## WHAT TO DO
Return only that part of the material below which starts with the line containing "the person's left" and goes on through the line containing "Target: ground", restated exactly.

= Beginning of Section =

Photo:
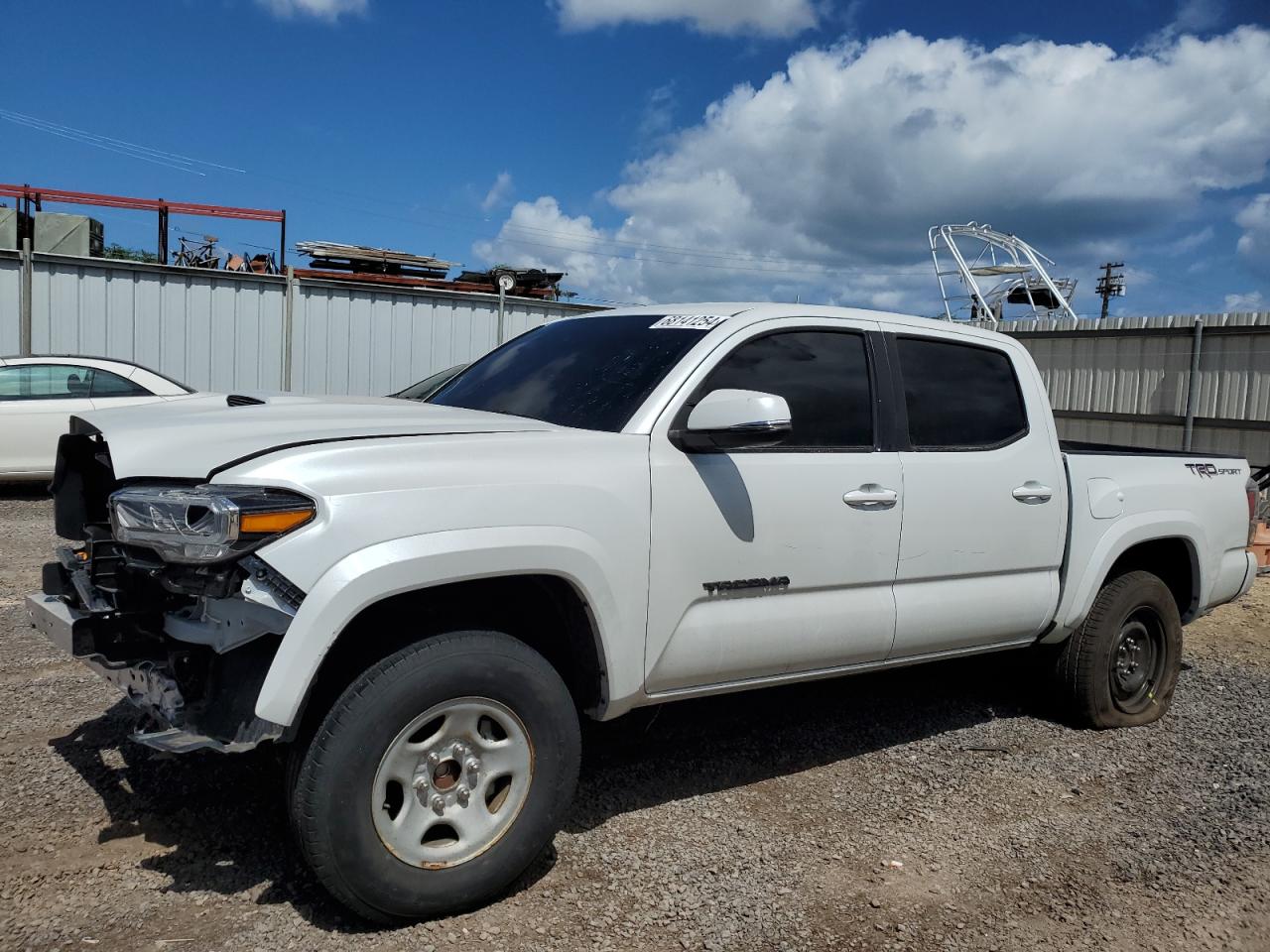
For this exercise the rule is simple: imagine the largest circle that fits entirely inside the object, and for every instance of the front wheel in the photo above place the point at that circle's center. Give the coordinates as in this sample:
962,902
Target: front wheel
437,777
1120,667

= End of Section =
= Beginning of Section =

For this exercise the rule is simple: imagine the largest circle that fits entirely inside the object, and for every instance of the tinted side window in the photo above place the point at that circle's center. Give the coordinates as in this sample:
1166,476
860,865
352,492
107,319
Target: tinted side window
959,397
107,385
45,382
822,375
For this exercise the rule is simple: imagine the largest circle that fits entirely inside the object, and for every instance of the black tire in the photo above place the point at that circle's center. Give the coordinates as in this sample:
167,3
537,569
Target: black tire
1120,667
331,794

= End of Section =
= Beginning of Section =

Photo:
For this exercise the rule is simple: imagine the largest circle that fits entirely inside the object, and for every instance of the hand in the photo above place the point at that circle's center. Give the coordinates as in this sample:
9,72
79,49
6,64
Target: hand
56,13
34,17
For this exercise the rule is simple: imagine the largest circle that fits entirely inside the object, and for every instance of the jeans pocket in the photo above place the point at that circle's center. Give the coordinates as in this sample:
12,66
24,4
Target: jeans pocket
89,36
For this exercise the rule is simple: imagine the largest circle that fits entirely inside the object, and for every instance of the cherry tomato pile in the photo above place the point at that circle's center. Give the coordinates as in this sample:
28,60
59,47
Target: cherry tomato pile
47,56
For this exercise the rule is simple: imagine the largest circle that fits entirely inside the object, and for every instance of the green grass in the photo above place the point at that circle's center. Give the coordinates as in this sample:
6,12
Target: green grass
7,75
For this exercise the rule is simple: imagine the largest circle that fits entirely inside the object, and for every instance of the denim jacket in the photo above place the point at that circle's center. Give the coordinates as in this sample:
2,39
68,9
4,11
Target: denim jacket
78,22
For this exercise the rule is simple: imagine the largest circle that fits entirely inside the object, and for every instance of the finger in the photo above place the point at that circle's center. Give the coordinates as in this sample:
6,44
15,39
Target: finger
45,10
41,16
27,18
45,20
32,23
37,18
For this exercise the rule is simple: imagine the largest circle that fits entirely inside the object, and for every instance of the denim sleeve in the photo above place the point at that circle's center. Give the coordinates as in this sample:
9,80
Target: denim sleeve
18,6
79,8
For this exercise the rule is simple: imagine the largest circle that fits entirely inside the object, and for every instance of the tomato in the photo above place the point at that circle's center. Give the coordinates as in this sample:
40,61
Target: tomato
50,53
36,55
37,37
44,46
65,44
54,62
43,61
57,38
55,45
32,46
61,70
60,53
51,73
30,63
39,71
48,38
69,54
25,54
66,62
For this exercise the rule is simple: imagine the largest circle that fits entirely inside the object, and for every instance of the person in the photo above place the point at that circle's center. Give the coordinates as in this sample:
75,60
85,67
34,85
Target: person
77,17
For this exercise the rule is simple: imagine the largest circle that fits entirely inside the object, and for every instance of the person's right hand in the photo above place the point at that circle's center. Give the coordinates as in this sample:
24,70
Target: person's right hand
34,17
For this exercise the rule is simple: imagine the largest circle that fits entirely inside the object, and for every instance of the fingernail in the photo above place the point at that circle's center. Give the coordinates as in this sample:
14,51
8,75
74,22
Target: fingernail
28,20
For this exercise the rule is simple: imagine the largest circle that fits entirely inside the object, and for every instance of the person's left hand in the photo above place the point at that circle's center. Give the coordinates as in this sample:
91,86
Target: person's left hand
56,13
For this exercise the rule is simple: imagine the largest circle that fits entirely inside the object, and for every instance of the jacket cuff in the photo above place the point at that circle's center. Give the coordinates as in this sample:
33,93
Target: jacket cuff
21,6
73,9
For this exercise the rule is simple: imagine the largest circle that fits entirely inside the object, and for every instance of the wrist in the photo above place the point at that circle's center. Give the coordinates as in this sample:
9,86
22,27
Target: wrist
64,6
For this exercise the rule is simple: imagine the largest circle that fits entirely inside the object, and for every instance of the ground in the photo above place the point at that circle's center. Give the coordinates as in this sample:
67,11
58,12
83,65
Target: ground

= End of Section =

## ANSWER TO THE PROBLEM
For this exercise the rule is simple: imagine the largest circle that fits entirely inside the object, and for every instance of the person's left hand in the photo above place the point at that circle's center. Give the coordinates as in this sample:
91,86
Target: person's left hand
56,13
For this exercise the rule is simple: imagine the largest circle that fits entirely inside the object, and for every instance of the jacket cuff in the photo above place the point at that circle's center. Give the coordinates as in this sample:
33,93
Target: jacket cuff
21,6
73,9
For this exercise the rule is simple: imagine the largest circle that fits entirely inside the object, and for every instance of the wrist in the photo above place the point at that circle's center. Give the coordinates as in this sample:
9,86
22,27
Target: wrist
64,6
For this exercise the rule is simple: imagine the largest circle that fits entirely inside the object, and for every instance of the ground in the photo above place the point at that circle's center. Give the coordinates as in this sample:
67,11
58,12
83,65
Target: ground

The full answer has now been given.